> THE TASK:
Render the data below as a two-column Markdown table headed Row and Line, giving each non-blank line its own numbered row and leaving out blank lines.

┄┄┄┄┄┄┄┄┄┄

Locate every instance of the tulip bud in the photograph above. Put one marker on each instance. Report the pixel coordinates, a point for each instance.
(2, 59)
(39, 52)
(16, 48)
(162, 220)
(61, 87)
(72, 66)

┄┄┄┄┄┄┄┄┄┄

> SOLVED EXERCISE:
| Row | Line |
|---|---|
| 1 | Locate every instance of the tulip bud in the photograph above. Put one marker on each instance. Report the pixel coordinates, a point for each instance. |
| 2 | (2, 59) |
| 3 | (39, 52) |
| 4 | (16, 48) |
| 5 | (162, 220) |
| 6 | (61, 87) |
| 7 | (72, 66) |